Data listing:
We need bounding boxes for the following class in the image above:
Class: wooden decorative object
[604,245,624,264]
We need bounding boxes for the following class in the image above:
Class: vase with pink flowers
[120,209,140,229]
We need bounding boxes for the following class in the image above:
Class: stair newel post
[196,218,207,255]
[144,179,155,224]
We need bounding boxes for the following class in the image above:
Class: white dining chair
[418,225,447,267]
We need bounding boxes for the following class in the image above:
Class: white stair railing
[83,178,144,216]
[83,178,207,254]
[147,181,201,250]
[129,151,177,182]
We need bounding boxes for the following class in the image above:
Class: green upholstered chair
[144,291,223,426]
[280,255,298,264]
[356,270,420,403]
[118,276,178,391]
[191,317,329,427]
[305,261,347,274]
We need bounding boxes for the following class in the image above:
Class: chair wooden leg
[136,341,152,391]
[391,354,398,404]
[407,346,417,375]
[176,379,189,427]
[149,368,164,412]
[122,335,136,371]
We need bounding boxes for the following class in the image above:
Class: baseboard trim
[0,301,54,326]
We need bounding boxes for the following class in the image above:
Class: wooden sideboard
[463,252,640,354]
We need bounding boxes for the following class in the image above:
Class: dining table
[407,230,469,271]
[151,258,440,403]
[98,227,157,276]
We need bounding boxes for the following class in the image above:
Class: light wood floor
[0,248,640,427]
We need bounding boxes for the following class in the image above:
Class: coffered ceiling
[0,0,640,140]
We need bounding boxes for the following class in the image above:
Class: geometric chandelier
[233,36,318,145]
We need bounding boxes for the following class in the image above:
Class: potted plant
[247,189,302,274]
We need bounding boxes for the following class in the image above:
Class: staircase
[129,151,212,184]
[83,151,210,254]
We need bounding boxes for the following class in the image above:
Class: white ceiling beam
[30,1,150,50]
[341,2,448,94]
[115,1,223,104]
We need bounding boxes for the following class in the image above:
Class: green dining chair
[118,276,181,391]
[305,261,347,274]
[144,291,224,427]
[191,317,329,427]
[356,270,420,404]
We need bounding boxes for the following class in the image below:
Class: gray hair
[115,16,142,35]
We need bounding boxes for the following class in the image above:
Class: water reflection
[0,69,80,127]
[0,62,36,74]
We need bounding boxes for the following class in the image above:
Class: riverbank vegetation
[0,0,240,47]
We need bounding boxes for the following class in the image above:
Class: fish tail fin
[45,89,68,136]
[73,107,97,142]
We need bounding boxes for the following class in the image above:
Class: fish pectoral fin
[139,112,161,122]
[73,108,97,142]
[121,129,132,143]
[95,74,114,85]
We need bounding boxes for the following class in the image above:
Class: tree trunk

= Stated problem =
Format the lines of the listing from its start up to and including the line containing "[120,209,140,229]" as a two-column CSV with the headers input and output, with one row for each text and the answer that follows it. Put each text and each answer in a single quoted field, replacing line breaks with spaces.

= Expected output =
input,output
"We need bounding boxes for the following class in the image above: Class: wooden decorative object","[604,245,624,264]"
"We need bounding boxes for the following class in the image above: Class: vase with pink flowers","[120,209,140,229]"